◆ 文書抜粋
_ _ _ _ _

説明

カテナリ型炉

【課題】ストリップ材の熱処理の温度条件を変化させることなく、且つ、ストリップ材を損傷させずに、ストリップ材を支持する支持ローラを交換できるカテナリ型炉を提供する。
【解決手段】ストリップ材3を支持して回転可能な複数の支持ローラ7を周上長手方向に設けた回転ドラム5と、回転ドラム5の回転の際に支持ローラ7に替わってストリップ材3を支持する回転可能な補助ローラ9とを有し、回転ドラム5によって炉体2を封止するカテナリ型炉1において、回転ドラム5に補助ローラ9を収容する収容溝10を設けることで、ストリップ材3の支持ローラ7による支持位置と補助ローラ9による支持位置とを接近させる。

【発明の詳細な説明】
【技術分野】
【0001】
本発明はストリップ材を連続して熱処理するカテナリ型炉に関する。

_ _ _ _ _

◆ データ一覧
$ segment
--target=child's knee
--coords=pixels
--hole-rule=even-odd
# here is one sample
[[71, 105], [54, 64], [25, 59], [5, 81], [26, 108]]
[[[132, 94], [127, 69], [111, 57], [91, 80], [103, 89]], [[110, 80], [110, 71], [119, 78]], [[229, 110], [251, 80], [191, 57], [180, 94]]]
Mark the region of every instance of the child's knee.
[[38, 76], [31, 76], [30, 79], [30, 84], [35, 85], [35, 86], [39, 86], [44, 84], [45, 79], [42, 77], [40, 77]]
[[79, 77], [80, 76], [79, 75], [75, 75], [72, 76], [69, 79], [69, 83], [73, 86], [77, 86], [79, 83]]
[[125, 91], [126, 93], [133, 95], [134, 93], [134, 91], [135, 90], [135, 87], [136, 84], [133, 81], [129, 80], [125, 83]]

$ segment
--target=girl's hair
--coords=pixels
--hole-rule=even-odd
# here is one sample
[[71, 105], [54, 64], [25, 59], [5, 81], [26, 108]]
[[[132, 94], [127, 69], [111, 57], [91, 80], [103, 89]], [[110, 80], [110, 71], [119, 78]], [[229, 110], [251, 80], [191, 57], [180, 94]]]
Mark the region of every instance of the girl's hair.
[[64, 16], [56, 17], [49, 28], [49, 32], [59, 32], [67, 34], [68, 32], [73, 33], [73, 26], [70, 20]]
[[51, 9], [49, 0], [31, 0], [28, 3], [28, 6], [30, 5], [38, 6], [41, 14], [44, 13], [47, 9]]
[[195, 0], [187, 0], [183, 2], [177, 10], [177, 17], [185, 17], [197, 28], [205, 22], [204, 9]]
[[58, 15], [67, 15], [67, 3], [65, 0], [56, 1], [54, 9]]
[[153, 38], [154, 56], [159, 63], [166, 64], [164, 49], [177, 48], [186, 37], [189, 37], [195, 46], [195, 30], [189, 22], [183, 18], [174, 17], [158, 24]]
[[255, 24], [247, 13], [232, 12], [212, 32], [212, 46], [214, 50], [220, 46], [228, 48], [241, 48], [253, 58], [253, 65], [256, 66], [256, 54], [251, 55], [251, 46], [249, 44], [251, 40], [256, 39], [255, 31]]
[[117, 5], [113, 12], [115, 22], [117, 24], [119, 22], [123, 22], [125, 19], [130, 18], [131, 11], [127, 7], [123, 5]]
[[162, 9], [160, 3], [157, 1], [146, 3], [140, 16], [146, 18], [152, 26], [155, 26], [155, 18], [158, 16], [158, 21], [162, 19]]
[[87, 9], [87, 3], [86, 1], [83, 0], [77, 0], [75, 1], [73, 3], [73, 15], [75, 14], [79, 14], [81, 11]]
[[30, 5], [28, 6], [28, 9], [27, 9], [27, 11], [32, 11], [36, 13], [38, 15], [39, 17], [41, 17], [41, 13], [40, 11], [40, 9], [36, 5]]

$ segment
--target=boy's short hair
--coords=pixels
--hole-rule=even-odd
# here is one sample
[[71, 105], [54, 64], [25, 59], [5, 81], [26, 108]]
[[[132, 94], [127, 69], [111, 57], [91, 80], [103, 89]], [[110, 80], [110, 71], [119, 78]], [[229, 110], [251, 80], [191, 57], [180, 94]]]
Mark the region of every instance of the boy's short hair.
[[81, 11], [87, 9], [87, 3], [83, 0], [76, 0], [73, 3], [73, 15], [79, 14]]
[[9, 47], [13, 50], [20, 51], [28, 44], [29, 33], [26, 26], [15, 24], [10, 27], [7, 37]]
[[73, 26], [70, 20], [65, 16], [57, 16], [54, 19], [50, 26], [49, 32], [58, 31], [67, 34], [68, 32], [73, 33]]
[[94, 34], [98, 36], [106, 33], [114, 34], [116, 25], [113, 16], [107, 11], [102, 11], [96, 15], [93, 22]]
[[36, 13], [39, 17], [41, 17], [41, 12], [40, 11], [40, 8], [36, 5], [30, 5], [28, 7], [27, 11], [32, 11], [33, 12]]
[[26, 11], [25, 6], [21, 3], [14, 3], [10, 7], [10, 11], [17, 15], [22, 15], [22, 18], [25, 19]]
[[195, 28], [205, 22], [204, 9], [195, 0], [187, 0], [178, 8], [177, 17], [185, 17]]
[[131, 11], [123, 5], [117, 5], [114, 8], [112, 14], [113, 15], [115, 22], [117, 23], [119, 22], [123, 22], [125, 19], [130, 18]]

_ _ _ _ _

◆ 問題文
文書抜粋の【解決手段】で符号付きで示されている構成要素を、符号と合わせてすべて挙げてください。

◆ 解答
- ストリップ材3
- 支持ローラ7
- 回転ドラム5
- 補助ローラ9
- 炉体2
- カテナリ型炉1
- 収容溝10